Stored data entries
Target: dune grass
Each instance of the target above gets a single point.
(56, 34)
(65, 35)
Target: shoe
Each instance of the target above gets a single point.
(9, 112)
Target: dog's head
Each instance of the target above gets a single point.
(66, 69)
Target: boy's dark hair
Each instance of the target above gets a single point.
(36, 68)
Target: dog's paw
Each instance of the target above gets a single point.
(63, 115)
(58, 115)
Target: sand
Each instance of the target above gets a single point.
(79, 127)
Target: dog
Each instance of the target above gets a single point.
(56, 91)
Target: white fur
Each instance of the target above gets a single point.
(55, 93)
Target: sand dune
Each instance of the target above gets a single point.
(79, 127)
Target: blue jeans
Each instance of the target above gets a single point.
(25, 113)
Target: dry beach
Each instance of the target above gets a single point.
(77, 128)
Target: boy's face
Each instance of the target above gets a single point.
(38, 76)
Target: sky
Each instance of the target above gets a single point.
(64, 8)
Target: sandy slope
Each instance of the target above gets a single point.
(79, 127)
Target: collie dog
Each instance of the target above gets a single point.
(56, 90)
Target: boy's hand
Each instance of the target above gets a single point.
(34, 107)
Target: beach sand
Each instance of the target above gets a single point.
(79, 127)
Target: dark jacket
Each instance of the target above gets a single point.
* * *
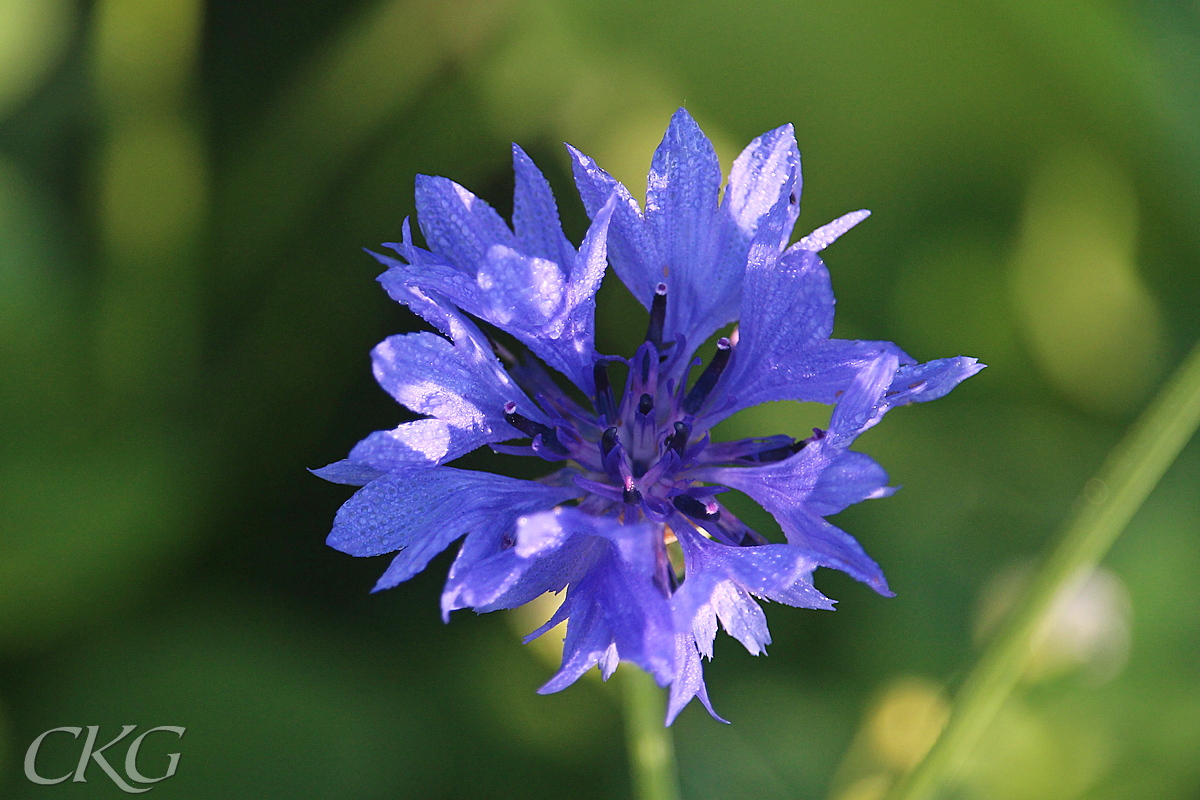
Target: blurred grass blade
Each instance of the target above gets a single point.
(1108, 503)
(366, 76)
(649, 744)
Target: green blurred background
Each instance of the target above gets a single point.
...
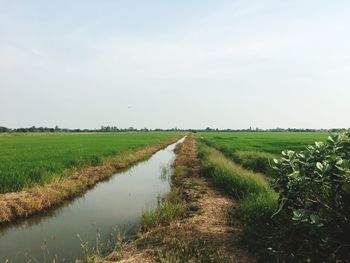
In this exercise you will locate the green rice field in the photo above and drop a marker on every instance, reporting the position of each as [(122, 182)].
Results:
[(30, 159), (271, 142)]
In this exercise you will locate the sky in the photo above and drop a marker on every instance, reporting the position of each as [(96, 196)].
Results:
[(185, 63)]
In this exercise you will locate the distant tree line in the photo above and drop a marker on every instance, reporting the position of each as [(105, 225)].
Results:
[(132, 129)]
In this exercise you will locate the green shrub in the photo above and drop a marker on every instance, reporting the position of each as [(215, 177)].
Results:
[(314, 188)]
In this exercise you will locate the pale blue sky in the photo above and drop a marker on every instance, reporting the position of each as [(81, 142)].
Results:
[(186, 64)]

● Task requirements
Each line that contains the string "dark" should be copied from the data above.

● Result of this exercise
Target: boy's dark hair
Target: dark jacket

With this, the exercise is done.